■ **EXCERPT TO READ**

------------------------------------------------------------

Figure 1. Overview of the high-throughput gene knockout system in fungus.

Figure 1

(A) Features of a new binary yeast-Escherichia-Agrobacterium shuttle vector, pKO1B. (B) Building of gene-deletion cassettes in pKO1B by yeast recombinational cloning. The 5′ and 3′ flanking fragments of the targeted genes were separately amplified from genomic DNA with primers 5f/5r and 3f/3r. Primers 5r and 3f have 5′ tails homologous to the SUR cassette, whereas those for 5f and 3r are homologous to the vector. The two flanks were cotransformed into yeast along with the SUR cassette and gapped pKO1B. Homologous recombination created the circular knockout vector, and the final knockout vector was subsequently transformed into A. tumefaciens. (C) Deletion of the targeted gene. The gene-deletion cassette was transformed into the fungal cells via ATMT. Homologous recombination created three types of transformants: null mutants, ectopic insertion transformants, and null and ectopic insertion mutants. The GFP gene was discarded in the null mutants. Primers p1/p2 or p3/p4 were used to identify the unique recombinational DNA fragment, indicating a knockout event. (D) The transformants are screened for GFP fluorescence under a microscope. Putative null mutants do have not GFP fluorescence, but ectopic transformants do. (E) The transformants are screened by double PCR for the targeted gene using the β-tubulin gene as a positive control. The wild-type strain or ectopic transformants produced a characteristic band, indicating the targeted gene, while the null mutants did not. (F) The transformants are screened by PCR for a unique recombinational DNA fragment marked as a knockout event. The null mutants have a 1.2–2.0 kb band on an electrophoretic gel, while the wild-type strain and the ectopic transformants do not.

------------------------------------------------------------

■ **ASSIGNED TASK**
According to the figure legend on the gene knockout system, what band size do null mutants show on an electrophoretic gel in the PCR screen for the recombinational fragment? The records after this legend are separate material and are not connected to it.

------------------------------------------------------------

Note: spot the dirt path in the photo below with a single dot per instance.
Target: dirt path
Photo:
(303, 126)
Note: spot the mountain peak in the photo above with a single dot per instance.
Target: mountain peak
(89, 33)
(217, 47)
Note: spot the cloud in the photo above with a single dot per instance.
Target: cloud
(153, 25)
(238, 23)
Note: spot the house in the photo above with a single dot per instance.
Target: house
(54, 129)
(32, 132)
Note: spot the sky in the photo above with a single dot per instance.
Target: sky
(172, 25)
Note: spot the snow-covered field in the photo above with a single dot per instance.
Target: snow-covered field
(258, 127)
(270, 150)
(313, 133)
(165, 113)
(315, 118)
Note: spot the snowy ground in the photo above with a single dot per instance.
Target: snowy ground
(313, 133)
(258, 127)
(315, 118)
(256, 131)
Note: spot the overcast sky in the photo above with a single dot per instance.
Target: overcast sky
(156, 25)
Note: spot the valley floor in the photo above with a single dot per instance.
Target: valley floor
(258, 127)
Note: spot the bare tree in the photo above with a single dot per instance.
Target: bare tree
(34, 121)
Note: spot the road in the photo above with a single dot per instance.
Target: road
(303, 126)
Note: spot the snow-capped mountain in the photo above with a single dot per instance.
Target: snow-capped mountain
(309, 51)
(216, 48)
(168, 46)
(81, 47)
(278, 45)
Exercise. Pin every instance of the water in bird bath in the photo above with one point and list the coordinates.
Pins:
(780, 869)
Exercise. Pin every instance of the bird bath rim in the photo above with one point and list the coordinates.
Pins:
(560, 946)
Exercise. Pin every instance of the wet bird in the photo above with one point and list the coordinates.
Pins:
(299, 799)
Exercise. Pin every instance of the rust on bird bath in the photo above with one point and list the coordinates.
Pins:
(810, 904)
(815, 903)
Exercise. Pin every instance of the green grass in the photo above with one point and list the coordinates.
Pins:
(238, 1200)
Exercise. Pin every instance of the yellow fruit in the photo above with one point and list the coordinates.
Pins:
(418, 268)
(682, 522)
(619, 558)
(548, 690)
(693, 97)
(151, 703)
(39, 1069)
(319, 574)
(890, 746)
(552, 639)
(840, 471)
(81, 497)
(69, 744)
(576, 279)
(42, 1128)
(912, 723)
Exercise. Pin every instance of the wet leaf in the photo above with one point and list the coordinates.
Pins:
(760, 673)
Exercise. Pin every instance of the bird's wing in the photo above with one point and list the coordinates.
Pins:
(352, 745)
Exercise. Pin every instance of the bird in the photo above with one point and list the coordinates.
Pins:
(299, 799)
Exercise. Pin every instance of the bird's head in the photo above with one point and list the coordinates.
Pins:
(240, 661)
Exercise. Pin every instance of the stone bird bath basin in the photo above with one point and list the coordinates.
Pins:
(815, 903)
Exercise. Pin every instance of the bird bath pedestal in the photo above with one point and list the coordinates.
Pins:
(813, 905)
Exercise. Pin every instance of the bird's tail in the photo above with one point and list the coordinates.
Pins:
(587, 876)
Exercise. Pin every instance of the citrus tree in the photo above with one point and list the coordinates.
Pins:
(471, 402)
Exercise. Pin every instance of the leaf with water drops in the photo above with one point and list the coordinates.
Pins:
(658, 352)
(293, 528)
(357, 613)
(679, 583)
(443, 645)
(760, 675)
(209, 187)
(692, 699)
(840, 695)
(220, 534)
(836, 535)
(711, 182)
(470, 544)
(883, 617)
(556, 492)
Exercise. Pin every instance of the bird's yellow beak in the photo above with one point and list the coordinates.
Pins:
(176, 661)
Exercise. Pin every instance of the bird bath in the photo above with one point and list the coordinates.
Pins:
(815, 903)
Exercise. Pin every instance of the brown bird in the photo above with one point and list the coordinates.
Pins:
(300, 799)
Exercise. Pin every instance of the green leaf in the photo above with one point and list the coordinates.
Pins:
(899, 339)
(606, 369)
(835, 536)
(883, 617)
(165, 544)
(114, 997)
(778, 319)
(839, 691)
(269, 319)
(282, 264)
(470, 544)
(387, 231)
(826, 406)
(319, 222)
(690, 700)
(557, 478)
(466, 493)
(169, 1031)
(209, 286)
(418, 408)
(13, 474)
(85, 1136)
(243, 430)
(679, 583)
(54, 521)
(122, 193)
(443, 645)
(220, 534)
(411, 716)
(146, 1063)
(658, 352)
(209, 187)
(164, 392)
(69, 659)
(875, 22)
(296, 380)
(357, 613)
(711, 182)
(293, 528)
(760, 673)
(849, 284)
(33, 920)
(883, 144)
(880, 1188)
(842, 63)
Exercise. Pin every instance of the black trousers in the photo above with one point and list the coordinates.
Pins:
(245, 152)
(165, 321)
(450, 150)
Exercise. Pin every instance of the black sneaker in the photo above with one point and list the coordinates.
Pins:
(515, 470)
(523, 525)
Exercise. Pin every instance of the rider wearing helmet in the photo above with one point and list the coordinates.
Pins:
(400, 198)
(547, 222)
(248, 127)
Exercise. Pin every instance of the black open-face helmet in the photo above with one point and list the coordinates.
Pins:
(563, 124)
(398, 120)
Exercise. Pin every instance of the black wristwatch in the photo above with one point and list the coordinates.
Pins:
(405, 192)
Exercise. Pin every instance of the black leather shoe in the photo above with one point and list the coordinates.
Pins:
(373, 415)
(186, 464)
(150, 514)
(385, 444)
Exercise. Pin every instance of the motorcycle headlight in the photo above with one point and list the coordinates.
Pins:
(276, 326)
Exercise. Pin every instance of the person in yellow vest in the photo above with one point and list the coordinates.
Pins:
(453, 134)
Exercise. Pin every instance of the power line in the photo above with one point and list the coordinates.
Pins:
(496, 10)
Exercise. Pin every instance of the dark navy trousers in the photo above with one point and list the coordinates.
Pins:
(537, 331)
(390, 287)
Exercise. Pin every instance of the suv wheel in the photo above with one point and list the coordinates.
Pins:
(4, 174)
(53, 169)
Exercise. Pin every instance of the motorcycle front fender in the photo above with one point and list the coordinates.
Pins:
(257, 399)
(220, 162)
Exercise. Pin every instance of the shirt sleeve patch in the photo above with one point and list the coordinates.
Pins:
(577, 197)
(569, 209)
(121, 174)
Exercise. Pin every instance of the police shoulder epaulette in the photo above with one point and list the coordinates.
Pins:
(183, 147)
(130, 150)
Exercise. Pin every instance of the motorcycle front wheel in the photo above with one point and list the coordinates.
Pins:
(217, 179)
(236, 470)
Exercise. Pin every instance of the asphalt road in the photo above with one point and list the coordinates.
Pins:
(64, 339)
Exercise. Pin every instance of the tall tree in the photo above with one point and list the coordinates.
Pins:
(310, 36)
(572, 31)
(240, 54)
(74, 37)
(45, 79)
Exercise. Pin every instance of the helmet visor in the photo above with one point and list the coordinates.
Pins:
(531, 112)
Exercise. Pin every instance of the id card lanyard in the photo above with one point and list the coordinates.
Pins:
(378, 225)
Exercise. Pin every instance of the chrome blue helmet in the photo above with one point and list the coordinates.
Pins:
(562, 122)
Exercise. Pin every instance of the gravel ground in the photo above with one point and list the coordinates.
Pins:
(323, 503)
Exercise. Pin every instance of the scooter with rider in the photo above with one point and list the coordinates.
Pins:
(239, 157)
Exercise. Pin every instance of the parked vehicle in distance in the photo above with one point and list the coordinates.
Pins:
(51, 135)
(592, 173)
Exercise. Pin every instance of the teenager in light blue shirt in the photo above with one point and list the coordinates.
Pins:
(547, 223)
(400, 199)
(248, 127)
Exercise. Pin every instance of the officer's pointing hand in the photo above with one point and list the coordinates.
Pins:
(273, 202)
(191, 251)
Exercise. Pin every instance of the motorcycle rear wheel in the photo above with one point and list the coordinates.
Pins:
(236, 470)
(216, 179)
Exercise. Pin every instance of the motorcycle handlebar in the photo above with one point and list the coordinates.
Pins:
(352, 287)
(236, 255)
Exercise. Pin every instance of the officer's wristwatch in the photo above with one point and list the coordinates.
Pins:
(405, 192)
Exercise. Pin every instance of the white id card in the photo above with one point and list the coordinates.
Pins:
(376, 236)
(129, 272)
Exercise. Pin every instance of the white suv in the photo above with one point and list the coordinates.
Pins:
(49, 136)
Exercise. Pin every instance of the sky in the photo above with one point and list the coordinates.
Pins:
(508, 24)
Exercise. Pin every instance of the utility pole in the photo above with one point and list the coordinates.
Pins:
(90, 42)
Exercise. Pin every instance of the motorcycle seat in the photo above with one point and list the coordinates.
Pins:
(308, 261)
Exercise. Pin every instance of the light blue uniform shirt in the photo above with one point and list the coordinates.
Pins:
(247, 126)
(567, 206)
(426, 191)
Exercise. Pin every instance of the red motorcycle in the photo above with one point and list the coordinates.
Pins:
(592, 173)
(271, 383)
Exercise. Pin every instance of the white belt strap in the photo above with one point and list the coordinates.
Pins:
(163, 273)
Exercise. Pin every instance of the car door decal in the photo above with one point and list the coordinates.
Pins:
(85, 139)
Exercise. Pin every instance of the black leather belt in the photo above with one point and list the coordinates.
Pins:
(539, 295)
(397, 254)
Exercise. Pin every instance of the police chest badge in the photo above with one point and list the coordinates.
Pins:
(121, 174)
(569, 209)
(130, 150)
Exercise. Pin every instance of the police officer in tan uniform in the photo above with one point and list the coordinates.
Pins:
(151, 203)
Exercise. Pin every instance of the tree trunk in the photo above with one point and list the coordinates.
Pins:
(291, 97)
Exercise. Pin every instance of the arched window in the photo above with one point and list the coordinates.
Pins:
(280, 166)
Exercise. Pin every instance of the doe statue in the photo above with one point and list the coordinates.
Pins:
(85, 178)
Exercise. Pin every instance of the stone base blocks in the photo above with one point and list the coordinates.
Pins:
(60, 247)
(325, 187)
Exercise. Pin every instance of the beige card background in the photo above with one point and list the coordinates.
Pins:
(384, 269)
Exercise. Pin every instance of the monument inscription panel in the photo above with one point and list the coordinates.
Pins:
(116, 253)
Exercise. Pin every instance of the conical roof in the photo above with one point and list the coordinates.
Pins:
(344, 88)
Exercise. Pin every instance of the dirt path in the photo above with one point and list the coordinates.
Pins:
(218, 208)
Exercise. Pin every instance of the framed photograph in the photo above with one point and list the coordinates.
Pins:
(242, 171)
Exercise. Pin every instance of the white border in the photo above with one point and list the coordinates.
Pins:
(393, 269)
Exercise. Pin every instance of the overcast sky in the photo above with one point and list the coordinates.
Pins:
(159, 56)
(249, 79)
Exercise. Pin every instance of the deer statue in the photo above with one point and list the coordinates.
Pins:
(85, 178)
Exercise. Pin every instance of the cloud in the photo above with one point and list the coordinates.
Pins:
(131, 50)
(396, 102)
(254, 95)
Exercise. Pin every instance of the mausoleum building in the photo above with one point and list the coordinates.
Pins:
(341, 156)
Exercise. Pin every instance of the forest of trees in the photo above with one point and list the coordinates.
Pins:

------------------------------------------------------------

■ **RESPONSE TO THIS EXERCISE**
A 1.2–2.0 kb band.